(YOUR TASK): From the data below, extract every line that contains the string "uniform", matching case exactly.

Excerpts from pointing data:
· · · ·
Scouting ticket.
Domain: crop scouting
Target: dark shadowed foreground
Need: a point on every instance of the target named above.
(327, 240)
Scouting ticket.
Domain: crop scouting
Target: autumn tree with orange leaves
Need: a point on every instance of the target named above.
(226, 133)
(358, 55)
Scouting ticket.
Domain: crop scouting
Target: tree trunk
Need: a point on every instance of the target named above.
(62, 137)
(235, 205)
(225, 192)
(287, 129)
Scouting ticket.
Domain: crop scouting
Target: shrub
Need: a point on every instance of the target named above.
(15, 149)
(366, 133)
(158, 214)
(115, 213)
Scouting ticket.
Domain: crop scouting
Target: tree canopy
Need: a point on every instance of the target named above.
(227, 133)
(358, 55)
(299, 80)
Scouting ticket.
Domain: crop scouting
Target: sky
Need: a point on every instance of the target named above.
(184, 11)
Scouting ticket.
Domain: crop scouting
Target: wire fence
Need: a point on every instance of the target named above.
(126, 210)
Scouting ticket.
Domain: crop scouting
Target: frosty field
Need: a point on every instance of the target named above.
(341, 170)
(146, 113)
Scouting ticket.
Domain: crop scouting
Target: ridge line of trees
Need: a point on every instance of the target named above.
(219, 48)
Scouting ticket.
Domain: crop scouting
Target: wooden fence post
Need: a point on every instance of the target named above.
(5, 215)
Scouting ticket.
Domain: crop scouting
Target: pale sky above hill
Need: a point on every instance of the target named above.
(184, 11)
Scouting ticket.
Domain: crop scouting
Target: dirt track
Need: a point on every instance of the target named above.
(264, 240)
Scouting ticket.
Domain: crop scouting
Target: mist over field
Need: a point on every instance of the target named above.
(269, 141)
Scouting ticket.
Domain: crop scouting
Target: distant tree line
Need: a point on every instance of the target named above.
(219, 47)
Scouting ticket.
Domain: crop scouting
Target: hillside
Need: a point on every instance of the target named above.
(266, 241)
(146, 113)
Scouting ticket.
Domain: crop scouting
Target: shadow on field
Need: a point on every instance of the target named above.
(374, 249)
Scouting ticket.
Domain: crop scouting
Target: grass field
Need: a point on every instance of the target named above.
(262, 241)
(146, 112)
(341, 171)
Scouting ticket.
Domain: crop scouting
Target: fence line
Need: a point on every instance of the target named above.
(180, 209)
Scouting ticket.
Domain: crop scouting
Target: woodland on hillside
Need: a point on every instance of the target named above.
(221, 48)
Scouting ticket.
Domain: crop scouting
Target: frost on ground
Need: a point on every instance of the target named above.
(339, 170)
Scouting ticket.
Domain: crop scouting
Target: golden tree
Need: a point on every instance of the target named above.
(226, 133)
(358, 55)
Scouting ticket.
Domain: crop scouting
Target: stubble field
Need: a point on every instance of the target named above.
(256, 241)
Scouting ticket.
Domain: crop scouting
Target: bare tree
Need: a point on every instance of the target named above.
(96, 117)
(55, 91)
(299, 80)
· · · ·
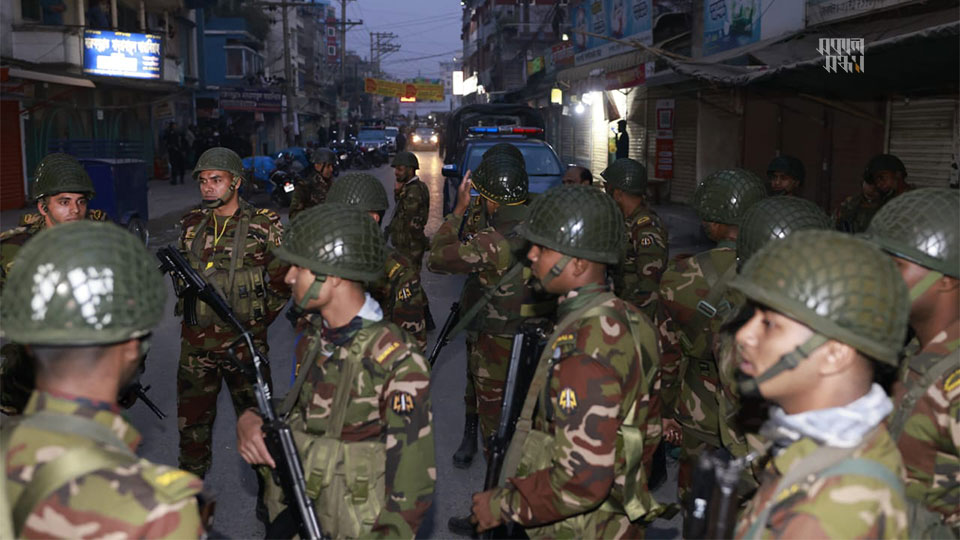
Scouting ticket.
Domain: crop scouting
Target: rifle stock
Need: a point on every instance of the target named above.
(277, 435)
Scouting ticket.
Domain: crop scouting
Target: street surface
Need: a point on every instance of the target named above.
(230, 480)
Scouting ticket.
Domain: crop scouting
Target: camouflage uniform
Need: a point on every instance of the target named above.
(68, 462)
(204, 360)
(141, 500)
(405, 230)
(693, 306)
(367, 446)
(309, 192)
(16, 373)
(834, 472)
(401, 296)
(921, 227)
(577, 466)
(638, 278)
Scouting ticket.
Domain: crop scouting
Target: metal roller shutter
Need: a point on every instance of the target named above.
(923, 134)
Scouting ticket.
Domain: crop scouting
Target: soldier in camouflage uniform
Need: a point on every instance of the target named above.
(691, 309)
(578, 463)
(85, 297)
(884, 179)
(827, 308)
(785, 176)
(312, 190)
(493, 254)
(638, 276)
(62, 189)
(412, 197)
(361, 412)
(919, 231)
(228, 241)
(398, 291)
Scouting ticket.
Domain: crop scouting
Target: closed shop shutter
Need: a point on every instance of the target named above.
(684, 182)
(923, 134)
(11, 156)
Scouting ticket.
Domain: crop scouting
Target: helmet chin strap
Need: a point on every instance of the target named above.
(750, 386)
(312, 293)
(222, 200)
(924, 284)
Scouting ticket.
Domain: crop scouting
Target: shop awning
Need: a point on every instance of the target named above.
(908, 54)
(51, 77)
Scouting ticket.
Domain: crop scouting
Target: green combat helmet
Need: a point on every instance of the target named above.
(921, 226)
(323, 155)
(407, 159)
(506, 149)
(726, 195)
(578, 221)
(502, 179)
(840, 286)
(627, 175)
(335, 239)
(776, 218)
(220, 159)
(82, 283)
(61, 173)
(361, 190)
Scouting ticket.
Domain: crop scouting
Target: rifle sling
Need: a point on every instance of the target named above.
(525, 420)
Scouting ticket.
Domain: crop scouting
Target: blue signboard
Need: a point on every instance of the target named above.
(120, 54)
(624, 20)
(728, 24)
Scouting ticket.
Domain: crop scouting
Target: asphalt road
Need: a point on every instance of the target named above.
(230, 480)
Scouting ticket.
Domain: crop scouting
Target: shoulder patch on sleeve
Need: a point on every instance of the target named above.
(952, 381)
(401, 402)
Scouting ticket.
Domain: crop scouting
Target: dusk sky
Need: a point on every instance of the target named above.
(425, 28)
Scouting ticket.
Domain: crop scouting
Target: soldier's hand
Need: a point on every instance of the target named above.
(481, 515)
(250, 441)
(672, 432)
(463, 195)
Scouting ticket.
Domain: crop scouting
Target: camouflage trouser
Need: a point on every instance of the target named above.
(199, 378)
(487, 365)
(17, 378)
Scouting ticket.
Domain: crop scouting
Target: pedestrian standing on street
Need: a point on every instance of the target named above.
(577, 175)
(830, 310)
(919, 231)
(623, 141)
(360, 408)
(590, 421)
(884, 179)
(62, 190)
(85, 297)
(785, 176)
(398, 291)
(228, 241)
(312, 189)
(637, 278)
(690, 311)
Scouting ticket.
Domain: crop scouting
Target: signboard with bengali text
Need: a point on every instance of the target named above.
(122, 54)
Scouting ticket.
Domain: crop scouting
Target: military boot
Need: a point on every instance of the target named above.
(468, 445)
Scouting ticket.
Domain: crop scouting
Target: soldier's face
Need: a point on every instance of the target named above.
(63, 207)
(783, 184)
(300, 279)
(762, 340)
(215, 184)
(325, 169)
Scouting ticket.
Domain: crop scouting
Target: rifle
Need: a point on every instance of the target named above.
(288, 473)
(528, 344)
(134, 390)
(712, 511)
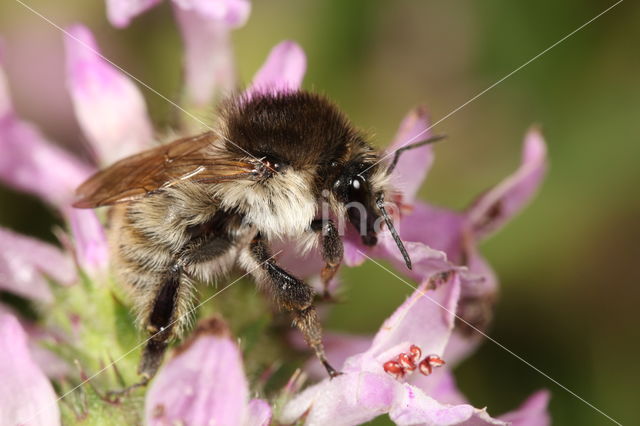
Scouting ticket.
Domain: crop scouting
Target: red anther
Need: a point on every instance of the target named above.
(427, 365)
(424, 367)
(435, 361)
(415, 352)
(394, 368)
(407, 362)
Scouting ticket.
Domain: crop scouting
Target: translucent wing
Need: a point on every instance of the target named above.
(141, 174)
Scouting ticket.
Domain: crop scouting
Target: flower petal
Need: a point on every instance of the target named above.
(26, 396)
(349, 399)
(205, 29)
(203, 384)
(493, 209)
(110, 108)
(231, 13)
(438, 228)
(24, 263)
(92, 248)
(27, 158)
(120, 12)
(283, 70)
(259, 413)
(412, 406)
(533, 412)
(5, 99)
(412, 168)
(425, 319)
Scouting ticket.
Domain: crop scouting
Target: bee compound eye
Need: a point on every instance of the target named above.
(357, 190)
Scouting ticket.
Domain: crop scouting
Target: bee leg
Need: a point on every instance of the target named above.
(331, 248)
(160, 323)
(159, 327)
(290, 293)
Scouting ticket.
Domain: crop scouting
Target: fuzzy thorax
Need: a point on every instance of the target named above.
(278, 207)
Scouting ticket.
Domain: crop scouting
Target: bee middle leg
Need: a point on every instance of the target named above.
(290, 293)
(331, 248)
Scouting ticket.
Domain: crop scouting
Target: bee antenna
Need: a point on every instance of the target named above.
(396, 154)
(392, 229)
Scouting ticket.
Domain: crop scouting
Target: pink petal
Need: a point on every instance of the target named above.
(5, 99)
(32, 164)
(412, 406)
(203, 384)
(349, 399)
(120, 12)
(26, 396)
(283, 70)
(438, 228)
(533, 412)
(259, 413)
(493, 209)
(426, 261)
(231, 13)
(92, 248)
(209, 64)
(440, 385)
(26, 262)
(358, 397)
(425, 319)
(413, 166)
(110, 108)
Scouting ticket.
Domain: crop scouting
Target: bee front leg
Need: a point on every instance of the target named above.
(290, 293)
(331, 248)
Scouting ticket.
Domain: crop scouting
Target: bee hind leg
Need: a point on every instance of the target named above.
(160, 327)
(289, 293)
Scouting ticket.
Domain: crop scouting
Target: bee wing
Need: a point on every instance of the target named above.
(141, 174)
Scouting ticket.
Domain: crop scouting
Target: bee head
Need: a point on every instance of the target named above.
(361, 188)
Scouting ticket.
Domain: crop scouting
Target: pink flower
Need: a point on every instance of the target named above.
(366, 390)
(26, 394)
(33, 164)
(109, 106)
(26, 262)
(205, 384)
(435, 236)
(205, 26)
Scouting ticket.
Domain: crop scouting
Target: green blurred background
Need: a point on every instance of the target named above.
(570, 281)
· · · ·
(SOLUTION TO THE EXERCISE):
Target: camouflage uniform
Target: soldier in camouflage uniform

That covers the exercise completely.